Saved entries

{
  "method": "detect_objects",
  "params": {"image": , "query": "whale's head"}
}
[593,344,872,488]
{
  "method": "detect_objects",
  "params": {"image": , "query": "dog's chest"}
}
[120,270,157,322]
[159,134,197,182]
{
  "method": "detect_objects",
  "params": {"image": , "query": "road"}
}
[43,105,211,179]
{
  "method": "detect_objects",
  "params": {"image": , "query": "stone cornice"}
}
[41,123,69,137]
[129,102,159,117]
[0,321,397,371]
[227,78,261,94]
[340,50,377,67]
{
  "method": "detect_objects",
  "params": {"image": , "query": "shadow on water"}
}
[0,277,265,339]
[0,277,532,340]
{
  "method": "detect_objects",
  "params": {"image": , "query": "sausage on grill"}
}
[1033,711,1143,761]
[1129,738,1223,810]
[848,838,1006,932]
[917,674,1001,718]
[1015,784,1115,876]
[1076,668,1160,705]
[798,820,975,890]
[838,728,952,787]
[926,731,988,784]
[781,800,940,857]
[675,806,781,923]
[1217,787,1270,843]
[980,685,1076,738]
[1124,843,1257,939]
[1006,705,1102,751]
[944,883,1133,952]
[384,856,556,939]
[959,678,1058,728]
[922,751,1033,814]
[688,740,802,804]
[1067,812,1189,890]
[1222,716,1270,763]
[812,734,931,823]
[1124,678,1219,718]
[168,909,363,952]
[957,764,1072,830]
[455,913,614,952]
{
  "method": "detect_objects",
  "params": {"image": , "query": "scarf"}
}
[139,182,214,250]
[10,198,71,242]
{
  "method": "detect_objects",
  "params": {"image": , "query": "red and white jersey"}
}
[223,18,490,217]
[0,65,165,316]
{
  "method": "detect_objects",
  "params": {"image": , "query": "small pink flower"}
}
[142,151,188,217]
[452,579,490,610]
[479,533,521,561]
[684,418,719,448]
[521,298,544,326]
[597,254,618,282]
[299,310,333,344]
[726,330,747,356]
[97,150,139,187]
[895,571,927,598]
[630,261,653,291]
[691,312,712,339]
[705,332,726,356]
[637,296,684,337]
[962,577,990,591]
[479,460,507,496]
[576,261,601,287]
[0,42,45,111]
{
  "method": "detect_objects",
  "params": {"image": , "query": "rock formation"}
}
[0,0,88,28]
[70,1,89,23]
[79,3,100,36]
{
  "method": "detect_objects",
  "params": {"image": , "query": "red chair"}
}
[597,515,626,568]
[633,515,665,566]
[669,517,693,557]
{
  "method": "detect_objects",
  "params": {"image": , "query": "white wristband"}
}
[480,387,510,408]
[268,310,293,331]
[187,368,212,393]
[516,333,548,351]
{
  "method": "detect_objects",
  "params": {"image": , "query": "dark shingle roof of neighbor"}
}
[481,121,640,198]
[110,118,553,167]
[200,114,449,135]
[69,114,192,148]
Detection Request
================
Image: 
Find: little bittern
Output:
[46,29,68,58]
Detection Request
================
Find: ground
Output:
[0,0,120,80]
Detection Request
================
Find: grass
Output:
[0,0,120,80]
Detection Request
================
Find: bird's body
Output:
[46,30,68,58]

### What to work on
Copy out each line exactly.

### Exercise response
{
  "method": "detect_objects",
  "params": {"image": , "query": "whale's head"}
}
[593,344,872,488]
{
  "method": "detect_objects",
  "params": {"image": , "query": "dog's chest"}
}
[120,270,157,322]
[159,134,197,182]
{
  "method": "detect_objects",
  "params": {"image": , "query": "road"}
}
[43,105,211,179]
{
  "method": "detect_objects",
  "params": {"image": , "query": "stone cornice"}
}
[41,123,69,137]
[129,102,159,117]
[0,321,397,371]
[227,78,261,94]
[340,50,377,67]
{
  "method": "detect_objects",
  "params": {"image": , "query": "shadow on water"}
}
[0,277,265,339]
[0,277,532,340]
{
  "method": "detect_objects",
  "params": {"image": , "query": "sausage on grill"}
}
[1033,711,1143,761]
[1129,738,1223,810]
[848,838,1006,932]
[917,674,1001,718]
[1015,784,1115,876]
[1076,668,1160,705]
[798,820,975,890]
[838,728,952,787]
[926,731,988,784]
[781,800,940,857]
[675,806,781,923]
[1217,787,1270,843]
[980,685,1076,738]
[1124,843,1257,939]
[1006,705,1102,751]
[944,883,1133,952]
[384,856,556,939]
[959,678,1058,728]
[922,751,1033,814]
[688,740,802,804]
[1067,812,1189,890]
[1222,716,1270,763]
[812,734,931,823]
[1124,678,1219,718]
[168,909,363,952]
[957,764,1072,830]
[455,913,614,952]
{
  "method": "detect_objects",
  "params": {"image": , "query": "scarf"}
}
[139,182,214,250]
[10,198,71,242]
{
  "method": "detect_objects",
  "params": {"image": , "query": "red and white jersey"}
}
[223,18,490,217]
[0,65,165,316]
{
  "method": "detect_objects",
  "params": {"image": , "query": "small pink flower"}
}
[142,151,188,217]
[452,579,490,610]
[479,533,521,561]
[684,418,719,448]
[521,298,544,326]
[597,254,618,282]
[299,310,333,344]
[726,330,747,356]
[97,150,139,187]
[895,571,927,598]
[630,261,653,291]
[691,312,712,339]
[705,332,726,356]
[637,296,684,337]
[962,577,990,591]
[479,460,507,496]
[576,261,601,287]
[0,42,45,111]
{
  "method": "detect_objects",
  "params": {"image": , "query": "rock formation"}
}
[0,0,88,28]
[70,1,89,23]
[79,3,100,36]
{
  "method": "detect_objects",
  "params": {"image": , "query": "red chair"}
}
[597,515,626,568]
[633,515,665,566]
[669,517,693,557]
{
  "method": "detect_objects",
  "params": {"image": , "query": "white wristband"}
}
[480,387,510,408]
[268,310,293,331]
[187,368,212,393]
[516,333,548,351]
{
  "method": "detect_objects",
  "params": {"image": , "query": "dark shingle roof of neighbor"}
}
[481,121,640,198]
[110,118,553,167]
[200,114,449,135]
[69,114,192,148]
Detection Request
================
Image: 
Find: little bittern
Output:
[46,29,68,58]
Detection Request
================
Find: ground
Output:
[0,0,120,80]
Detection Request
================
Find: grass
Output:
[0,0,120,80]
Detection Request
================
Find: bird's body
Output:
[46,30,68,58]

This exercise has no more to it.